■ Задача A: Перепишите фрагмент о Робин Гуде от слов «Нужно было время, чтобы» до слов «в качестве героя.» включительно, переименовав «бунтаря» в «мятежника».

■ Фрагмент документа:
»»
Можно сказать, что на этом этапе Робин Гуд стал орудием педагогики, хотя параллельно с этим продолжал оставаться героем дешевого популярного чтива. Если в произведениях для взрослых эталонные свойства героя (смелость, щедрость и т. д.), скорее, выступали как нечто присущее ему априори, а читателям в качестве предмета для размышлений нередко предлагались политические взгляды авторов, то юными читателями авторы стремились дать скорее определенные ориентиры, на которые те могли бы опираться. Педагогически подправленный Робин Гуд сделался воплощением этики частной школы (public school), через которую проходило большинство юных англичан из высшего и среднего класса и которая должна была подготовить мальчиков к службе, военной или гражданской (или лучше сказать «служению»), на благо империи, в том числе, и в колониях. Частные школы транслировали такие ценности, как «спортивное поведение», храбрость, справедливость, неизменное присутствие духа, дисциплинированность, готовность исполнять долг и умение переносить трудности6. В результате этой подготовки юноша должен был стать «джентльменом и христианином... который всегда играет честно и чья высшая цель — служить другим» [Lawrence 1994, 207]. Если «дешевые ужасы» предназначались, в основном, для невзыскательной публики из низшего класса (среди читавших эти романы подростков было много рабочих, рассыльных, газетчиков), то авторы «школьных Робин Гудов» имели в виду иную целевую аудиторию — образованных мальчиков из респектабельных семей, чей круг чтения надлежало тщательно формировать.

Нужно было время, чтобы Робин Гуда сочли приемлемым героем для читателей из среднего класса — и еще больше времени, чтобы робингудовский легендариум наконец сделалась респектабельным источником сюжетов для детского чтения. Единственный способ изобразить Робин Гуда кем-то иным, кроме опасного разрушителя и бунтаря, состоял в том, чтобы сделать его похожим на школьника, уравнять с читателями, которым он предлагался в качестве героя.
««
■ Входные данные:
»»
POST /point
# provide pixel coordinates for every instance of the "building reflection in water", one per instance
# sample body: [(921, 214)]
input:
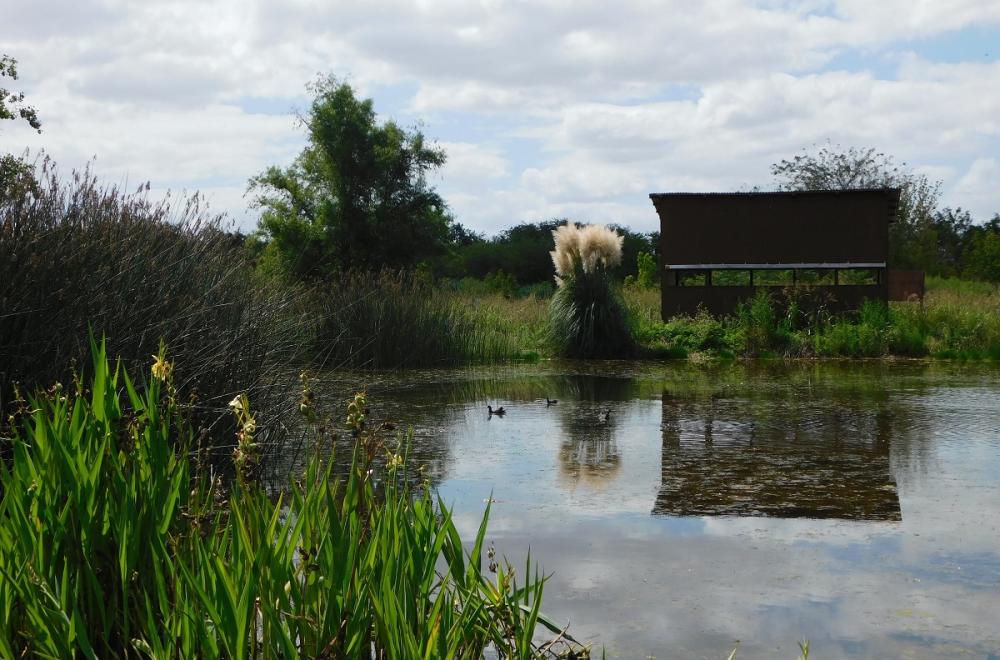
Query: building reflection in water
[(742, 455)]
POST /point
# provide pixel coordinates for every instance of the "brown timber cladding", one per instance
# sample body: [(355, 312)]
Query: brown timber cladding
[(773, 230)]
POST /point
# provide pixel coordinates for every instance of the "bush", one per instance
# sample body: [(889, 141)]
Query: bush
[(75, 255)]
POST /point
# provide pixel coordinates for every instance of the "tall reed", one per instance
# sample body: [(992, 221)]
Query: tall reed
[(75, 255), (395, 319)]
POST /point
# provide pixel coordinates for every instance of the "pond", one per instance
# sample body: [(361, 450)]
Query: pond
[(685, 509)]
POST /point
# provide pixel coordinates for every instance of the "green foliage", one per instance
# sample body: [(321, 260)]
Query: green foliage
[(12, 104), (588, 319), (648, 276), (357, 196), (759, 322), (75, 255), (912, 237), (983, 260), (395, 320), (113, 543)]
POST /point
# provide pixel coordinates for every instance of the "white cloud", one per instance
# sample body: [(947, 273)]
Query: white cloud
[(155, 90), (978, 190)]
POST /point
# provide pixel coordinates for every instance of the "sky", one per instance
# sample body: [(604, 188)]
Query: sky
[(547, 109)]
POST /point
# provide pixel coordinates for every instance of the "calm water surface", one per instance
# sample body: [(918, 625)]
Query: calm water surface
[(852, 504)]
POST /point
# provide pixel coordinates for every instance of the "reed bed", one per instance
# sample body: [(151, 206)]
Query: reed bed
[(397, 320), (116, 542), (76, 256), (958, 320)]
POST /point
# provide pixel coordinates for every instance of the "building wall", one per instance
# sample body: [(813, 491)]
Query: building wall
[(771, 229)]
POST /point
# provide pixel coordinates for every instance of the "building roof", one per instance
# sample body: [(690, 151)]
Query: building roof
[(892, 193)]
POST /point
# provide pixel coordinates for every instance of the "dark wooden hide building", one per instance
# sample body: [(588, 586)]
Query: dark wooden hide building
[(720, 248)]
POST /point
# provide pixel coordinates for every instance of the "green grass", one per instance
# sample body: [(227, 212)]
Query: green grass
[(76, 256), (115, 542), (396, 320), (958, 320)]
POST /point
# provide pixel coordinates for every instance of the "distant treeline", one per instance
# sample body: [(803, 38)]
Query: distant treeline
[(523, 252), (948, 244)]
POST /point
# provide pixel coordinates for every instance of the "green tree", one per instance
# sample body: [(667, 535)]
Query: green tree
[(17, 177), (912, 237), (12, 105), (357, 196)]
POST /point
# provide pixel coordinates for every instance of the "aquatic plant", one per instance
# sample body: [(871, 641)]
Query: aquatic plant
[(587, 314), (116, 541)]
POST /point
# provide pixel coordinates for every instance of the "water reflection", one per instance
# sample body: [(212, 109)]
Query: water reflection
[(766, 454)]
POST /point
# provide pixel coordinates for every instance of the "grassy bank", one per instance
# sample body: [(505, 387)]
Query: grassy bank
[(79, 257), (958, 320), (115, 541)]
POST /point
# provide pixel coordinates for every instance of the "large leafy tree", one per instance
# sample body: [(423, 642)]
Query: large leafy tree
[(357, 197), (913, 240)]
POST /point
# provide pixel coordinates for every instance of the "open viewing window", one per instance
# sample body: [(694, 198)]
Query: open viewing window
[(765, 275)]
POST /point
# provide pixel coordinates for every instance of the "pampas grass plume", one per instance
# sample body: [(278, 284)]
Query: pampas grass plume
[(586, 248)]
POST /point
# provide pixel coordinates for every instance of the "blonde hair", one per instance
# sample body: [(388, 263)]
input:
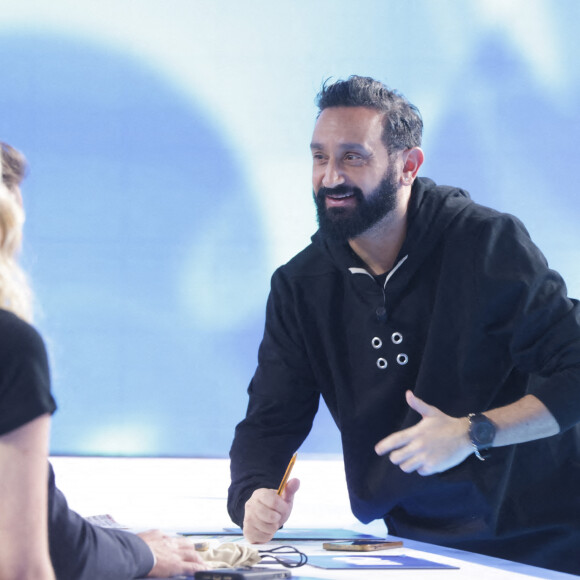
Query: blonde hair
[(15, 292)]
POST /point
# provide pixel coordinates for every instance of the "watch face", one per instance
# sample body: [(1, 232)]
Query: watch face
[(482, 431)]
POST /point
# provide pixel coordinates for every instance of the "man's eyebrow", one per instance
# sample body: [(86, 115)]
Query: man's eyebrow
[(352, 145)]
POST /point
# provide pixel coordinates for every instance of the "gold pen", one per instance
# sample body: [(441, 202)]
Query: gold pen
[(287, 474)]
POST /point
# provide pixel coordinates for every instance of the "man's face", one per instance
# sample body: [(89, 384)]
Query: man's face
[(354, 182)]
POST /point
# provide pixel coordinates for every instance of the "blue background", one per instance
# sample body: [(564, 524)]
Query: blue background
[(170, 175)]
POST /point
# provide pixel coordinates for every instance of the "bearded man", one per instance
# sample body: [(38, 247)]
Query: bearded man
[(446, 350)]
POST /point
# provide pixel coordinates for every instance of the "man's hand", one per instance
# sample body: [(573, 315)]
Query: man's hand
[(174, 556), (266, 512), (438, 442)]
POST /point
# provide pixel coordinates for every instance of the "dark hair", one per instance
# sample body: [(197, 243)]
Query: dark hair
[(13, 164), (403, 126)]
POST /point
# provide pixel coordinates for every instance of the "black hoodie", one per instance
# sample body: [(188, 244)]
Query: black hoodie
[(470, 318)]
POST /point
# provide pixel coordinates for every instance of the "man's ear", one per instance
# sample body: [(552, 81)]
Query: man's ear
[(412, 160)]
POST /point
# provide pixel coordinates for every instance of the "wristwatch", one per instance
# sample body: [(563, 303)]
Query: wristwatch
[(481, 433)]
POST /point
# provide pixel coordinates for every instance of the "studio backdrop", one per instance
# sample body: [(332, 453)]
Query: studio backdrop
[(170, 175)]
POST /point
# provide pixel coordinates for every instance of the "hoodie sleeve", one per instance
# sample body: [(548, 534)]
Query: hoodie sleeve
[(522, 296), (82, 551), (282, 404)]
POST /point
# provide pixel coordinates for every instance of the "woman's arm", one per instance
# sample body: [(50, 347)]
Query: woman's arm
[(23, 502)]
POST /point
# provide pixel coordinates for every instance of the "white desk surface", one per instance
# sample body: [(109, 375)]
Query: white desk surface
[(190, 494)]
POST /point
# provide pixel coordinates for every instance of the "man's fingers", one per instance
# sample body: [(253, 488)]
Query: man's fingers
[(292, 487)]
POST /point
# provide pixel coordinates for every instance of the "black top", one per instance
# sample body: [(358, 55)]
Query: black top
[(471, 319), (78, 549), (24, 377)]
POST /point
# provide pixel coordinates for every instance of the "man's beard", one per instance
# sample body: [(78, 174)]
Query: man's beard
[(341, 223)]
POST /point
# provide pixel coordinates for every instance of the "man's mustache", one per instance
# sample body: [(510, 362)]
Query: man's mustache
[(324, 192)]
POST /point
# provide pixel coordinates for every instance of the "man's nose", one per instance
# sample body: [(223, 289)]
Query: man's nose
[(332, 175)]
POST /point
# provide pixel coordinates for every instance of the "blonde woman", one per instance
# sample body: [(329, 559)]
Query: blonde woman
[(25, 400), (29, 543)]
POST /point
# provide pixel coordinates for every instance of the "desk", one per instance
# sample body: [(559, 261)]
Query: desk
[(174, 494), (470, 566)]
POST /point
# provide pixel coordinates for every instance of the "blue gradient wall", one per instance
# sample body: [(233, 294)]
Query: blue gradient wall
[(170, 175)]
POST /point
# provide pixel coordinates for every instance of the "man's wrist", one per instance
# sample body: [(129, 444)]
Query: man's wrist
[(482, 431)]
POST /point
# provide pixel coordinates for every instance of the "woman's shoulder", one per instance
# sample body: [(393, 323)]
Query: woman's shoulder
[(19, 337)]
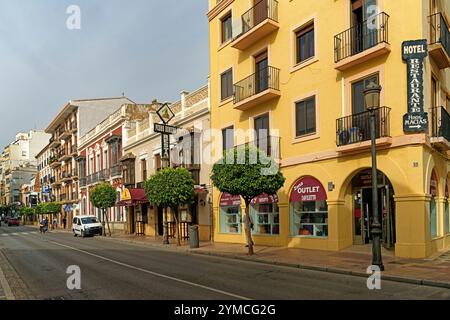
««
■ Задача B: Подсчитайте строки записей, где встречается строка «gradient», учитывая регистр, и укажите только число.

■ Правильный ответ A:
Нужно было время, чтобы Робин Гуда сочли приемлемым героем для читателей из среднего класса — и еще больше времени, чтобы робингудовский легендариум наконец сделалась респектабельным источником сюжетов для детского чтения. Единственный способ изобразить Робин Гуда кем-то иным, кроме опасного разрушителя и мятежника, состоял в том, чтобы сделать его похожим на школьника, уравнять с читателями, которым он предлагался в качестве героя.

■ Правильный ответ B: 2